Find each line of the records that contains the word "positive" and copy those lines out in full.

*** Opening of ENTRIES PROVIDED ***

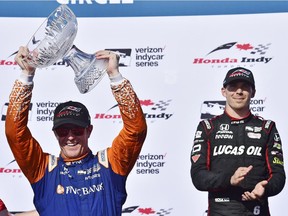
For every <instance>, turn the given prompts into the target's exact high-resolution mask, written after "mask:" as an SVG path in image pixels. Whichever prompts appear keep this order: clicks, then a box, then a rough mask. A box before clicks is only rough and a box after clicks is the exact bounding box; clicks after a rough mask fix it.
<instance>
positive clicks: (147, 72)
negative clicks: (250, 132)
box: [0, 13, 288, 216]
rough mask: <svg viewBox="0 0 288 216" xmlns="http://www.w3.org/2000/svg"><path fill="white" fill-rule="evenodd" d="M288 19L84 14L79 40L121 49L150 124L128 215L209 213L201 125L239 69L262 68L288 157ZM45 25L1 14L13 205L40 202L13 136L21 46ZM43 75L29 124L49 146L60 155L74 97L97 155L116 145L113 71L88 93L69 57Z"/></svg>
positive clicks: (33, 129)
mask: <svg viewBox="0 0 288 216" xmlns="http://www.w3.org/2000/svg"><path fill="white" fill-rule="evenodd" d="M287 20H288V13H266V14H246V15H245V14H242V15H210V16H204V15H203V16H165V17H162V16H158V17H148V16H147V17H121V18H119V17H118V18H116V17H114V18H113V17H89V18H88V17H86V18H85V17H79V18H78V33H77V36H76V38H75V41H74V44H75V45H76V46H77V47H78V48H79V49H81V50H82V51H84V52H86V53H95V52H96V51H97V50H101V49H109V50H113V51H116V52H119V53H120V66H121V67H120V71H121V73H122V74H123V76H124V77H127V78H128V79H129V80H130V81H131V83H132V85H133V87H134V89H135V91H136V92H137V95H138V97H139V98H140V100H141V104H142V108H143V110H144V113H145V118H146V120H147V124H148V134H147V139H146V142H145V143H144V146H143V149H142V151H141V153H140V156H139V158H138V160H137V162H136V164H135V167H134V168H133V170H132V172H131V174H130V176H129V177H128V181H127V190H128V199H127V201H126V203H125V205H124V207H123V215H124V216H125V215H127V216H128V215H135V216H138V215H139V216H140V215H149V216H154V215H155V216H156V215H174V216H179V215H184V216H188V215H193V216H202V215H205V211H206V210H207V207H208V199H207V198H208V194H207V192H200V191H197V190H196V189H195V188H194V186H193V184H192V182H191V178H190V151H191V149H192V145H193V139H194V134H195V131H196V127H197V125H198V122H199V121H200V120H201V119H205V118H210V117H212V116H214V115H217V114H221V113H222V112H223V109H224V106H225V98H223V97H222V95H221V92H220V90H221V87H222V82H223V79H224V77H225V74H226V72H227V71H228V70H229V69H230V68H233V67H236V66H242V67H247V68H249V69H250V70H252V71H253V73H254V76H255V80H256V91H257V92H256V96H255V98H253V99H252V101H251V110H252V112H253V113H254V114H256V115H259V116H263V117H264V118H265V119H271V120H274V121H275V122H276V125H277V128H278V130H279V133H280V136H281V139H282V143H283V150H284V156H285V158H286V157H287V155H288V147H287V145H286V143H287V142H288V134H287V131H288V125H287V122H288V115H287V113H286V109H284V108H285V106H286V105H287V103H286V102H285V100H284V99H285V98H283V96H284V92H285V89H286V87H285V86H286V85H287V80H286V79H288V76H287V74H286V73H287V72H286V68H287V64H288V61H287V54H286V50H287V49H288V40H287V38H288V28H286V26H287ZM42 22H43V17H42V18H40V17H38V18H37V17H34V18H32V17H30V18H28V17H27V18H15V17H2V18H0V29H1V32H2V34H1V37H0V47H1V50H0V74H1V79H0V92H1V97H0V106H1V121H0V127H1V129H0V131H1V133H0V152H1V157H0V179H1V184H0V198H1V199H3V200H4V201H5V204H6V206H7V207H8V209H9V210H11V211H25V210H31V209H33V208H34V206H33V194H32V189H31V188H30V185H29V183H28V181H27V179H26V177H25V176H24V175H23V173H22V172H21V170H20V169H19V167H18V165H17V163H16V162H15V160H14V157H13V155H12V153H11V150H10V149H9V147H8V143H7V140H6V137H5V133H4V131H5V129H4V127H5V115H6V110H7V105H8V101H9V94H10V91H11V89H12V86H13V83H14V80H15V79H17V78H18V77H19V74H20V68H19V67H18V66H17V64H16V62H15V61H14V56H15V54H14V53H15V52H16V51H17V50H18V48H19V46H22V45H26V44H27V43H28V41H29V39H30V37H31V36H32V35H33V33H34V32H35V30H36V29H37V27H39V26H40V24H41V23H42ZM34 82H35V85H34V90H33V97H32V104H31V107H30V117H29V123H28V124H29V127H30V130H31V132H32V134H33V135H34V137H35V138H36V139H37V140H38V141H39V143H40V144H41V146H42V147H43V150H44V151H46V152H49V153H52V154H54V155H58V154H59V146H58V143H57V140H56V138H55V137H54V134H53V132H52V117H53V111H54V109H55V107H56V106H57V105H58V104H59V103H61V102H65V101H67V100H76V101H80V102H82V103H84V104H85V105H87V108H88V109H89V110H90V114H91V117H92V124H93V125H94V131H93V132H92V136H91V137H90V139H89V145H90V147H91V149H92V150H93V152H94V153H96V152H97V151H98V150H101V149H103V148H105V147H108V146H110V145H111V143H112V141H113V139H114V137H115V136H116V135H117V134H118V132H119V131H120V129H121V128H122V120H121V118H119V114H120V113H119V110H118V108H117V106H115V105H116V101H115V100H114V98H113V96H112V93H111V90H110V85H109V79H108V77H107V75H105V76H104V78H103V80H102V81H101V82H100V83H99V84H98V85H97V86H96V87H95V88H94V89H93V90H92V91H90V92H88V93H87V94H81V93H80V92H79V90H78V89H77V86H76V85H75V83H74V71H73V70H72V68H71V67H68V65H66V63H65V62H64V61H63V60H62V59H60V60H59V61H57V62H56V63H55V64H54V65H52V66H50V67H48V68H42V69H38V70H37V72H36V75H35V78H34ZM286 120H287V121H286ZM228 165H229V164H227V166H228ZM223 169H225V167H223ZM286 172H287V166H286ZM287 192H288V191H287V186H286V187H285V188H284V190H283V191H282V192H281V193H280V194H279V195H277V196H275V197H271V198H270V199H269V200H270V208H271V214H272V215H276V216H277V215H283V209H284V208H285V204H286V203H285V201H286V200H287V199H288V195H287V194H288V193H287Z"/></svg>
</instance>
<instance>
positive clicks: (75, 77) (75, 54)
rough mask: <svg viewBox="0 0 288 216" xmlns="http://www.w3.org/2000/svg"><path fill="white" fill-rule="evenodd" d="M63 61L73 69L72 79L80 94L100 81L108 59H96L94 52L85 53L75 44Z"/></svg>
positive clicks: (89, 89)
mask: <svg viewBox="0 0 288 216" xmlns="http://www.w3.org/2000/svg"><path fill="white" fill-rule="evenodd" d="M63 61H64V62H66V63H67V64H68V65H69V66H70V67H71V68H72V69H73V70H74V73H75V78H74V81H75V84H76V86H77V87H78V89H79V91H80V93H82V94H85V93H87V92H89V91H91V90H92V89H93V88H94V87H95V86H96V85H97V84H98V83H99V82H100V81H101V79H102V78H103V76H104V75H105V73H106V71H107V66H108V60H102V59H101V60H99V59H96V57H95V55H94V54H87V53H85V52H83V51H81V50H80V49H78V48H77V47H76V46H75V45H73V46H72V48H71V49H70V51H69V52H68V53H67V55H66V56H64V58H63Z"/></svg>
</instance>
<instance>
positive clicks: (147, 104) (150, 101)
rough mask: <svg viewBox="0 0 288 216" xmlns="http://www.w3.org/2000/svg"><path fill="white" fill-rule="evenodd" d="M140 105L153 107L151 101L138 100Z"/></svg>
mask: <svg viewBox="0 0 288 216" xmlns="http://www.w3.org/2000/svg"><path fill="white" fill-rule="evenodd" d="M140 104H141V105H143V106H150V105H153V104H154V103H153V102H152V101H151V100H140Z"/></svg>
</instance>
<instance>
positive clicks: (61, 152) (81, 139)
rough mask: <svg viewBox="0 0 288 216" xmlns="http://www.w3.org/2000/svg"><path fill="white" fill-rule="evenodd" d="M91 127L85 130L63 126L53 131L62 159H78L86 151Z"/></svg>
mask: <svg viewBox="0 0 288 216" xmlns="http://www.w3.org/2000/svg"><path fill="white" fill-rule="evenodd" d="M92 129H93V126H92V125H90V126H88V127H86V128H83V127H80V126H77V125H74V124H64V125H61V126H60V127H58V128H56V129H55V130H54V134H55V136H56V138H57V140H58V142H59V146H60V148H61V155H62V157H63V158H64V159H78V158H80V157H82V156H83V155H85V154H86V153H87V152H88V151H89V148H88V138H89V137H90V134H91V131H92Z"/></svg>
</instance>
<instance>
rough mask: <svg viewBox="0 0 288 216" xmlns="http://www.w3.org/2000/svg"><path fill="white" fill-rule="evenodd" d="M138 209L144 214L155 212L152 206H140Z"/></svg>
mask: <svg viewBox="0 0 288 216" xmlns="http://www.w3.org/2000/svg"><path fill="white" fill-rule="evenodd" d="M138 211H139V212H140V213H142V215H143V214H147V215H149V214H154V213H155V211H154V210H153V209H152V208H139V209H138Z"/></svg>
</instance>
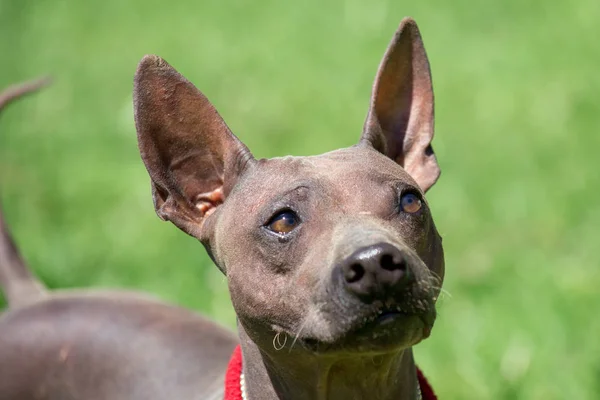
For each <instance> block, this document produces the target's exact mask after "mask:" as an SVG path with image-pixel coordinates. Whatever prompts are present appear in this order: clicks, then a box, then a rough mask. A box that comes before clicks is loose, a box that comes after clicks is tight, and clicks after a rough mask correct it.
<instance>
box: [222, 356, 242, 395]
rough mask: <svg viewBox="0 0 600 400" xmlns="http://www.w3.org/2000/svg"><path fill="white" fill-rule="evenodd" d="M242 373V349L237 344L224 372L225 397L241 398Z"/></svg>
mask: <svg viewBox="0 0 600 400" xmlns="http://www.w3.org/2000/svg"><path fill="white" fill-rule="evenodd" d="M241 374H242V349H241V347H240V346H237V347H236V348H235V350H234V351H233V354H232V355H231V359H230V360H229V365H228V366H227V371H226V372H225V399H224V400H242V388H241V386H240V375H241Z"/></svg>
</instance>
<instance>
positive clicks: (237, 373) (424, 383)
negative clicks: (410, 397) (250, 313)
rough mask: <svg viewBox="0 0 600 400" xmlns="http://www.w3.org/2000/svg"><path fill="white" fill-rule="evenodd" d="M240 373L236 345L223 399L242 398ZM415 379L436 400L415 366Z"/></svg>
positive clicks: (233, 351) (427, 395) (422, 388)
mask: <svg viewBox="0 0 600 400" xmlns="http://www.w3.org/2000/svg"><path fill="white" fill-rule="evenodd" d="M241 373H242V349H241V348H240V346H237V347H236V348H235V350H234V351H233V354H232V355H231V359H230V360H229V365H228V366H227V372H226V373H225V399H224V400H242V388H241V387H240V374H241ZM417 380H418V381H419V386H420V387H421V394H422V395H423V400H437V396H436V395H435V393H434V392H433V389H432V388H431V385H430V384H429V382H427V379H426V378H425V376H424V375H423V373H422V372H421V370H420V369H419V368H418V367H417Z"/></svg>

*** Close of ENTRIES PROVIDED ***

* **WRITTEN ANSWER**:
positive clicks: (147, 72)
positive clicks: (33, 129)
positive clicks: (75, 77) (75, 54)
positive clicks: (89, 89)
positive clicks: (147, 104) (150, 101)
positive clicks: (61, 152) (81, 139)
positive clicks: (237, 373) (424, 383)
positive clicks: (233, 351) (427, 395) (422, 388)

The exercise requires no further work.